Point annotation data
#####
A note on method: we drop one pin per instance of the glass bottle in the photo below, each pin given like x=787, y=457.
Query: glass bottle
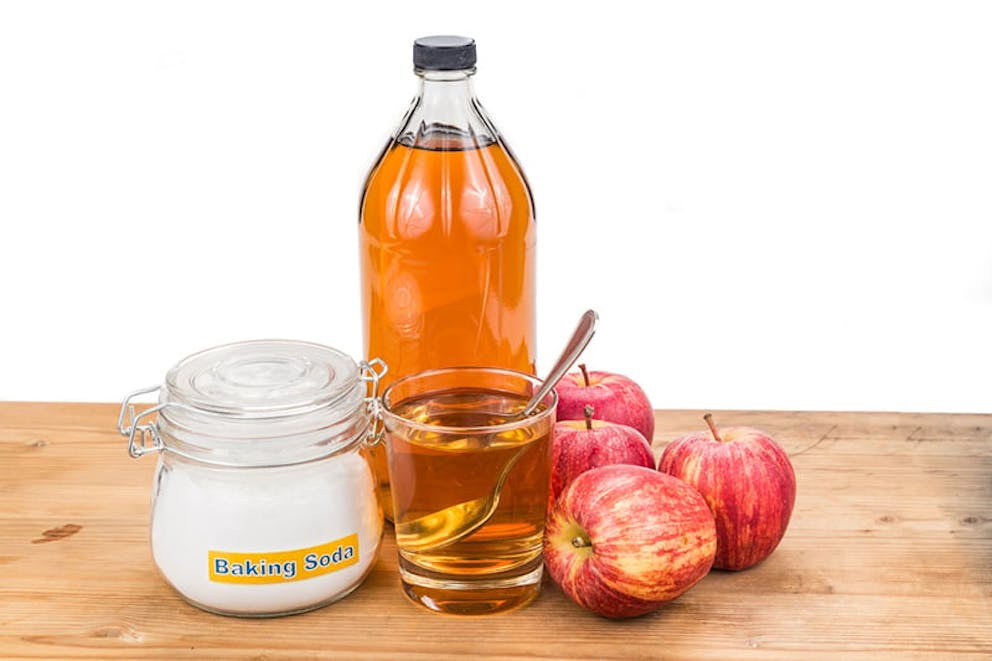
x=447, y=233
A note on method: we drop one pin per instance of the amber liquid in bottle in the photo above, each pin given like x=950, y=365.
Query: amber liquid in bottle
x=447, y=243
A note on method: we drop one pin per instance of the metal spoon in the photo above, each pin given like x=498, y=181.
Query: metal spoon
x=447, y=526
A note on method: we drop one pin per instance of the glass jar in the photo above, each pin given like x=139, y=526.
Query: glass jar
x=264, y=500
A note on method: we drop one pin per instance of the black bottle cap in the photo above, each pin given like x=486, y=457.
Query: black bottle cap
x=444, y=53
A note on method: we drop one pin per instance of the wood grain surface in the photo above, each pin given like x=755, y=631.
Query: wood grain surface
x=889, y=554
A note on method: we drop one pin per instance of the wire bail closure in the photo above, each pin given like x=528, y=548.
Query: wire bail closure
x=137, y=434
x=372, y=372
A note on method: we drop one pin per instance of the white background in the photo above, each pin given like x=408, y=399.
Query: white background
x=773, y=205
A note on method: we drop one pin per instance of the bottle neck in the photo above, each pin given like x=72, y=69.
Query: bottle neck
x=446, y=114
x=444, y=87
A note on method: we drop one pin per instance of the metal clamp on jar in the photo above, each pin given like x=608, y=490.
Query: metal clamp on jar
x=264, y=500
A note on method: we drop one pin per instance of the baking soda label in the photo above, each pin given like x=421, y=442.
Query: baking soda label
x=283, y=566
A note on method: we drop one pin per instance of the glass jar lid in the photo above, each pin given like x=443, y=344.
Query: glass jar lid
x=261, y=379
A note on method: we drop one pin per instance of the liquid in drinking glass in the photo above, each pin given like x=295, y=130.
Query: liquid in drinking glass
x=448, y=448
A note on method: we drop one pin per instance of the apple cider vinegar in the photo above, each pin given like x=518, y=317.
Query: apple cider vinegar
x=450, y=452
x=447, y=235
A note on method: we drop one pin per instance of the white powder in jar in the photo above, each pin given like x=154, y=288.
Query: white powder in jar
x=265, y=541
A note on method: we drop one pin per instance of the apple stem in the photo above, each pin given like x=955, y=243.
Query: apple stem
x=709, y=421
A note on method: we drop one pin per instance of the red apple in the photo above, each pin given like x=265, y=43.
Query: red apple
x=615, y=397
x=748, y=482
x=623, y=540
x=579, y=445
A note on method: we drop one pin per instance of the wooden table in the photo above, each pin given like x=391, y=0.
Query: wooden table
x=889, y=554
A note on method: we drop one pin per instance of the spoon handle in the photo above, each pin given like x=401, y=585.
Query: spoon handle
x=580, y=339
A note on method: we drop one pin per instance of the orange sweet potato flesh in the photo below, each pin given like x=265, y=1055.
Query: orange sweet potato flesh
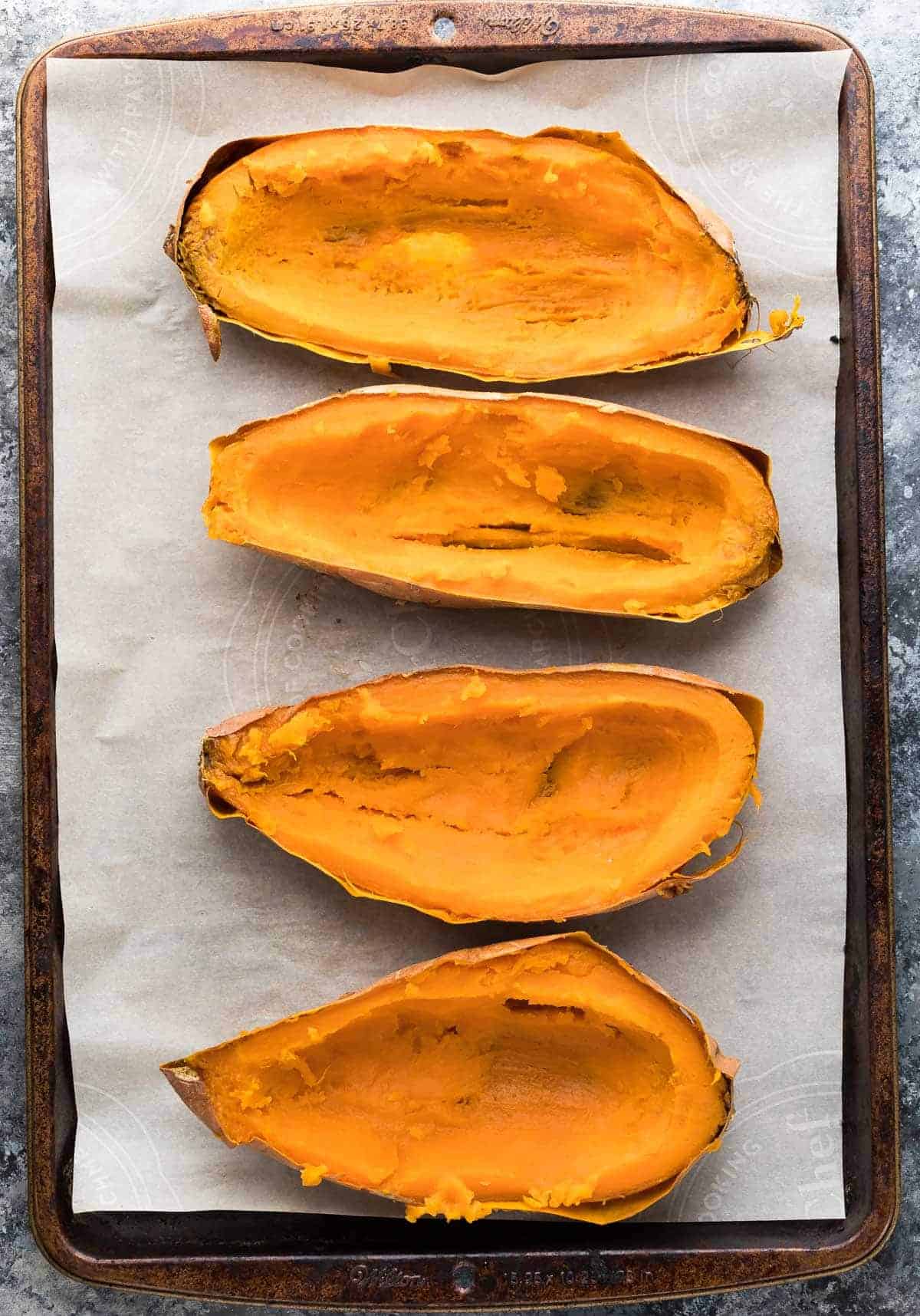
#####
**Problem description**
Reproduce the items starting at the line containing "like x=528, y=548." and ending at the line containing "x=265, y=541", swapping "wire bail closure" for "swing-top clasp" and leaving all other text unchanged.

**Complete output**
A note on method: we drop one pin per instance of the swing-top clasp in the photo above, each pin given like x=528, y=548.
Query: swing-top clasp
x=137, y=434
x=372, y=372
A note on method: we drop one pin per instance of the white background in the photo above, each pin given like x=408, y=399.
Query: white background
x=773, y=205
A note on method: we drop one pin per instance of the bottle neck in the photo above, each pin given like x=72, y=69.
Query: bottle neck
x=446, y=114
x=444, y=87
A note on method: we drop one pin per instance of the metal clamp on jar in the photo above, each pin given like x=608, y=490.
Query: metal clamp on jar
x=264, y=500
A note on method: we drop one pin per instance of the baking soda label in the photo above, each pin given like x=421, y=442.
Query: baking soda label
x=283, y=566
A note on method: we drop one pin per instance of the glass jar lid in the photo above, each pin given like x=443, y=344.
Query: glass jar lid
x=261, y=379
A note on method: we drop one pin per instance of the liquid in drinking glass in the photo above, each pin given like x=295, y=130.
Query: liquid in drinking glass
x=448, y=448
A note on method: we drop one pin per instance of the apple cider vinegar in the photo above, each pin given like x=518, y=317.
Query: apple cider vinegar
x=450, y=452
x=447, y=235
A note on method: we drop one pin per instance of the white powder in jar in the photo above, each pin given like x=154, y=288.
Query: white powder in jar
x=265, y=541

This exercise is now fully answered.